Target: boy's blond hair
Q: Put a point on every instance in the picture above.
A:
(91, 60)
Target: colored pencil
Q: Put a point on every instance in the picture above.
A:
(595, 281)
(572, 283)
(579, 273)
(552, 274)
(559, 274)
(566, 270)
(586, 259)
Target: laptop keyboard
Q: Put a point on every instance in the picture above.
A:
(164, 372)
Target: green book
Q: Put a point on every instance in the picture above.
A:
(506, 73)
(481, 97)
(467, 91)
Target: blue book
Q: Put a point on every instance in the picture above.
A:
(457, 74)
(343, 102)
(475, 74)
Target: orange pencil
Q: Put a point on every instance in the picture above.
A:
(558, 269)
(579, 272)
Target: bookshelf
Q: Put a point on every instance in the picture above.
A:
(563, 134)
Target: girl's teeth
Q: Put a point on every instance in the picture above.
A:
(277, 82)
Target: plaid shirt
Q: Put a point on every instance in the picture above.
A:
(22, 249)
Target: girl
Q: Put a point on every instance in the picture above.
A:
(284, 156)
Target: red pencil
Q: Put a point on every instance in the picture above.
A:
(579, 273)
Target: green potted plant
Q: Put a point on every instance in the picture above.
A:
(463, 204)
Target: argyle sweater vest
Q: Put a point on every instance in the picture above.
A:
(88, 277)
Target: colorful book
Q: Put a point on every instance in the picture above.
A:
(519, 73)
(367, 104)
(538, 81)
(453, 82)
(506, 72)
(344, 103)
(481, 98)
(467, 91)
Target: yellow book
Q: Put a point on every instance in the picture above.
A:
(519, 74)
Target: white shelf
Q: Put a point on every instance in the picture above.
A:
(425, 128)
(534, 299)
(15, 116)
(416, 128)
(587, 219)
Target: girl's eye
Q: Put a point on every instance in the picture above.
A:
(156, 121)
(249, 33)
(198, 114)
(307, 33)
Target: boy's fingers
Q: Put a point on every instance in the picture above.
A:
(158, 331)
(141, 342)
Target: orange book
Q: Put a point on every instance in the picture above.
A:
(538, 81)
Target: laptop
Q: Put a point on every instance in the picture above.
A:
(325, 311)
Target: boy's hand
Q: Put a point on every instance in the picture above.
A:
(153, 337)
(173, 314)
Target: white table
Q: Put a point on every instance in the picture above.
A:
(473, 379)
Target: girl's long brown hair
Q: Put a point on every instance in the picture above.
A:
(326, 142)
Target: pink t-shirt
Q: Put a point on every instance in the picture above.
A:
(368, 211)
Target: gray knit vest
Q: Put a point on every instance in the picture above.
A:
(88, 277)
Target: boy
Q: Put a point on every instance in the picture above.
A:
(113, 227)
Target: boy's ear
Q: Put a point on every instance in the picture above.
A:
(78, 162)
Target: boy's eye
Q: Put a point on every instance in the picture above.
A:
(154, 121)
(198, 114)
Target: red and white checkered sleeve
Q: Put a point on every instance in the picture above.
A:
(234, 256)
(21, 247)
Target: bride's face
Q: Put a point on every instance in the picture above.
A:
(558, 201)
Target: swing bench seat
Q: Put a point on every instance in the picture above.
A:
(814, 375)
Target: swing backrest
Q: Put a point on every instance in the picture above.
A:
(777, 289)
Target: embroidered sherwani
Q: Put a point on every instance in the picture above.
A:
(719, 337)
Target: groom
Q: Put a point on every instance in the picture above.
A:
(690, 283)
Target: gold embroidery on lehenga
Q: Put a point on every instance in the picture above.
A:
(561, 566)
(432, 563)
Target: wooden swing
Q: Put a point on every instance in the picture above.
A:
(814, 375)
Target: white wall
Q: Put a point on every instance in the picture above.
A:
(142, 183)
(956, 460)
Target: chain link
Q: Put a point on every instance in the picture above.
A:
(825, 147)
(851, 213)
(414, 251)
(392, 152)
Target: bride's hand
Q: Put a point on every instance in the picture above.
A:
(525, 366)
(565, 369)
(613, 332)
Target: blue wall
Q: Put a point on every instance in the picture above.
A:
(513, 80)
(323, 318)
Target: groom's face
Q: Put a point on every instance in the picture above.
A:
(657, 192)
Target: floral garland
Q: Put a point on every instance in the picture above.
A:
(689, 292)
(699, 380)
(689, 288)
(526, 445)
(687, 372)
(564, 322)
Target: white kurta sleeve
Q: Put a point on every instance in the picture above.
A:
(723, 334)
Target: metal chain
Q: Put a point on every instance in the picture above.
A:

#### [Stated problem]
Restate the data above word for word.

#### [Written reply]
Target: boy's blond hair
Q: Put a point on every instance in the picture above.
A:
(91, 60)
Target: colored pencil
Q: Put a point on every instance in the picture above.
A:
(595, 281)
(572, 283)
(579, 273)
(552, 274)
(559, 274)
(566, 270)
(586, 259)
Target: laptop keyboard
Q: Put a point on every instance in the picture above.
A:
(164, 372)
Target: green book
Q: Put a point on every instance in the picture above.
A:
(506, 73)
(481, 97)
(467, 91)
Target: blue book
Q: Put a point on every instance in the picture above.
A:
(457, 74)
(343, 102)
(475, 74)
Target: orange pencil
Q: Put a point on every instance in the picture above.
A:
(558, 269)
(579, 272)
Target: bookshelf
Q: Put a point on every instance in the picture above.
A:
(563, 134)
Target: girl's teeth
Q: Put a point on every instance in the picture above.
A:
(277, 82)
Target: plaid shirt
Q: Put a point on every instance in the picture above.
A:
(22, 249)
Target: girl
Q: Put a point on every instance in the picture above.
A:
(284, 156)
Target: red pencil
Q: Put a point on every instance in the picture above.
A:
(579, 273)
Target: green potted plant
Q: Put a point on every instance in the picture above.
A:
(463, 204)
Target: argyle sweater vest
Q: Put a point on every instance in the picture above.
A:
(88, 277)
Target: colorful book
Q: Put a point on every instance in the picture above.
A:
(519, 73)
(367, 104)
(538, 81)
(453, 82)
(506, 72)
(344, 103)
(481, 98)
(467, 91)
Target: yellow book
Q: Put a point on every instance in the picture above.
A:
(519, 74)
Target: white shelf
Q: Put a point on every instance in the picture above.
A:
(425, 128)
(534, 299)
(15, 116)
(416, 128)
(587, 219)
Target: girl's eye
Q: Put a point on every instance in the picture above.
A:
(156, 121)
(249, 33)
(198, 114)
(307, 33)
Target: boy's fingers
Q: Put a point on every instance in the picture above.
A:
(158, 331)
(141, 342)
Target: orange book
Q: Put a point on every instance in the picture above.
A:
(538, 81)
Target: laptop
Q: Put a point on every instance in the picture above.
A:
(325, 311)
Target: boy's hand
Q: Put a point on every instance in the picture above.
A:
(153, 337)
(173, 314)
Target: white table
Q: Put a point on every instance in the picture above.
A:
(473, 379)
Target: girl's long brown hair
Q: Put a point on every instance in the picture above.
A:
(326, 142)
Target: pink t-shirt
Q: Put a point on every instance in the picture above.
A:
(368, 211)
Target: gray knit vest
Q: Put a point on every instance in the picture above.
A:
(88, 277)
Target: boy
Q: Put a point on every instance in the picture above.
A:
(113, 227)
Target: boy's ear
Q: Put a point on every instance in the picture above.
A:
(78, 162)
Target: boy's eye
Q: Put a point on every instance in the picture above.
A:
(154, 121)
(198, 114)
Target: red and white checkered sleeve
Q: Put a point on every instance in the picture above.
A:
(234, 256)
(21, 247)
Target: bride's face
Q: Put a point on every instance in the picture above.
A:
(558, 201)
Target: swing bench seat
Q: Put a point on every instance in the picture above.
A:
(814, 375)
Target: swing backrest
Q: Put a point on every instance in the picture above.
A:
(777, 289)
Target: embroidered sherwani
Q: Put a point on every instance in the picture above.
A:
(719, 337)
Target: groom
Q: Put a point on every instance in the picture above.
A:
(690, 283)
Target: gold embroidery on lehenga
Q: Put a point on every instance in the picture above.
A:
(561, 566)
(432, 563)
Target: wooden swing
Q: Put a point on every instance in the picture above.
A:
(814, 375)
Target: white wall
Q: Put a point on every instance in the picture above.
A:
(142, 183)
(956, 460)
Target: chain link
Q: Put a point on every instance in the picture above.
A:
(825, 147)
(851, 213)
(414, 251)
(392, 152)
Target: bride's hand
Q: Put a point on every instance in the picture above.
A:
(525, 366)
(565, 369)
(613, 332)
Target: blue wall
Q: Put a point on every instance in the picture above.
A:
(513, 80)
(323, 318)
Target: groom's face
Q: Put a point on every instance in the picture above.
A:
(657, 192)
Target: floral garland
Q: Put a point on every instance in the picture above.
A:
(689, 292)
(699, 380)
(689, 288)
(526, 445)
(687, 372)
(564, 322)
Target: white kurta sleeve
Q: Put a point on every instance in the picture above.
A:
(723, 334)
Target: metal chain
Q: Put a point on every instance in the picture above.
A:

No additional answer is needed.